- What the exercise asks:
Omit all pictures, then print the entries exactly.

▽

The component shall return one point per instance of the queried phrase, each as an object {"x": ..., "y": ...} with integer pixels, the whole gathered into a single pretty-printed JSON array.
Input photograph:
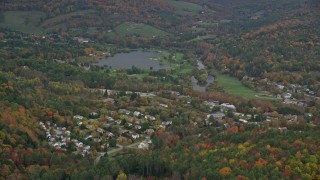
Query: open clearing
[
  {"x": 234, "y": 86},
  {"x": 131, "y": 28}
]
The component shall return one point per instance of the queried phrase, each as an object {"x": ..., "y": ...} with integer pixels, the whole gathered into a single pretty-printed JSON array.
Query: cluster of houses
[{"x": 59, "y": 138}]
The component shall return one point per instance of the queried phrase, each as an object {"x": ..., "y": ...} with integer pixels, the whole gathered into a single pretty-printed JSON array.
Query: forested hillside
[{"x": 218, "y": 89}]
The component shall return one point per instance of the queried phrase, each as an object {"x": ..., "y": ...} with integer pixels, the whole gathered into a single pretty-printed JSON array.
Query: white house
[
  {"x": 136, "y": 113},
  {"x": 143, "y": 145}
]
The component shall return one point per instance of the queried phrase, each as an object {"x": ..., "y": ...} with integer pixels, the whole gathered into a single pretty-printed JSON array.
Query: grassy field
[
  {"x": 234, "y": 86},
  {"x": 23, "y": 21},
  {"x": 60, "y": 21},
  {"x": 130, "y": 28},
  {"x": 183, "y": 8}
]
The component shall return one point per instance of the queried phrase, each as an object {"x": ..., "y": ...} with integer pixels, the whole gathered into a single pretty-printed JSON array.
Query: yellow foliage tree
[{"x": 225, "y": 171}]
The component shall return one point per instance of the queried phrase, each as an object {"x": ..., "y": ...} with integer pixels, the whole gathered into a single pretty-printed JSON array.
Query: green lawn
[
  {"x": 130, "y": 28},
  {"x": 234, "y": 86},
  {"x": 60, "y": 21},
  {"x": 183, "y": 8},
  {"x": 23, "y": 21}
]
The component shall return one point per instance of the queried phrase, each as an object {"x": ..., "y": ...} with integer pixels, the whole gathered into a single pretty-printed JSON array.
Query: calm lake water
[{"x": 139, "y": 59}]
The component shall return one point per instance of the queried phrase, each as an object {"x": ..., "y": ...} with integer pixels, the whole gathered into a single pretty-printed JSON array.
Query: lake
[{"x": 141, "y": 59}]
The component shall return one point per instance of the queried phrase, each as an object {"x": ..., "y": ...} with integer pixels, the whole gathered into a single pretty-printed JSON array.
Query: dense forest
[{"x": 65, "y": 116}]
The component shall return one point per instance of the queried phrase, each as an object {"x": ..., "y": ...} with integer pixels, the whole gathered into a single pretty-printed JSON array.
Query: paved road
[{"x": 96, "y": 161}]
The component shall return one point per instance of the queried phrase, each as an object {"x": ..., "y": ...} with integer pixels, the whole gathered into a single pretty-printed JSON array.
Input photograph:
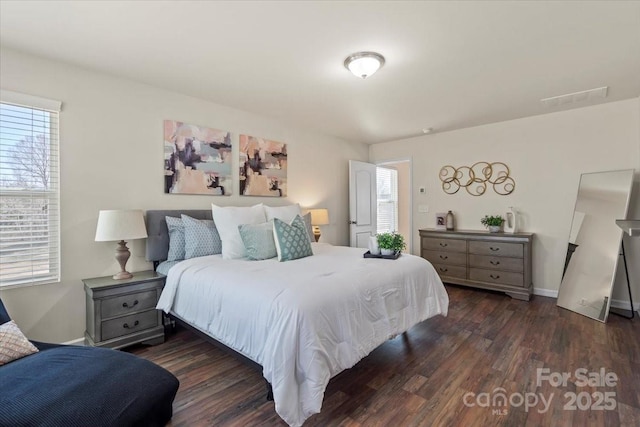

△

- Output of the task:
The component shall return one point per instance of the queried phrase, each as an object {"x": ..., "y": ...} with integer pixels, the whole gathered into a single pretty-printed JSON array.
Input photograph:
Query: open clearing
[
  {"x": 234, "y": 86},
  {"x": 131, "y": 28}
]
The component shall return one point per instance of the queried phrase, each as an object {"x": ..., "y": ...} with integer pixels, the whole gathered into a single pretty-printed JSON array.
Query: cluster of houses
[{"x": 59, "y": 138}]
The component shall return one point per instance of the queried phrase, each as an object {"x": ..., "y": ...} with integer pixels, the whole gathered into a single pretty-printed JSON array.
Query: forested hillside
[{"x": 218, "y": 89}]
The component shall return one point per instance of the queried phrase, each as an object {"x": ..., "y": ...} with integer pixels, the whole gathered into a single pretty-printed JSON array.
Query: white house
[
  {"x": 136, "y": 113},
  {"x": 143, "y": 145}
]
The component shall return one point per instance of the queried phrase, each as an object {"x": ..., "y": ...} with integer pixels, the whole gathered into a single pretty-printed JSON array.
Query: grassy field
[
  {"x": 234, "y": 86},
  {"x": 23, "y": 21},
  {"x": 60, "y": 21},
  {"x": 130, "y": 28},
  {"x": 183, "y": 8}
]
The component shall return one point per instance of the queried phrase, each as an object {"x": ..., "y": ...} with integer pixels, the whole gathered into a single pretty-printed JSON array.
Query: yellow foliage tree
[{"x": 225, "y": 171}]
The component shall return one point per instance of the queried phrase, each as an object {"x": ..., "y": ...} with integer pixels, the whole gathered into a single pretty-printed JSON array.
Query: green lawn
[
  {"x": 130, "y": 28},
  {"x": 234, "y": 86},
  {"x": 60, "y": 21},
  {"x": 183, "y": 8},
  {"x": 23, "y": 21}
]
The component shall return one point per instance of the queried phrase, each as an object {"x": ..., "y": ...} with integer pixels, the whole gathered into a single pretty-printed JSON array.
Query: calm lake water
[{"x": 139, "y": 59}]
The component shall return one point per instance of the queried phrase, each as an object {"x": ..., "y": ...} with integer pixels, the whole gathered into a single pretty-printed JSON array.
Query: lake
[{"x": 141, "y": 59}]
The component shall return one point per instance of the queried phrase, each as an object {"x": ..., "y": ...} with integer pixels, the whole gathered into a single pretty-printed JSON array.
Query: dense forest
[{"x": 65, "y": 116}]
The component shall return one point per instance of the queried phrase, each as an object {"x": ..., "y": ...} with integer pixels, the whole gathered into a single pretty-printed JSON array.
Query: paved road
[{"x": 96, "y": 161}]
The component shall return one point per instance of the queried phrase, each as an object {"x": ..., "y": ...} with integer pixels, the whole gathered into a single pretty-printed JSON array.
Input photograph:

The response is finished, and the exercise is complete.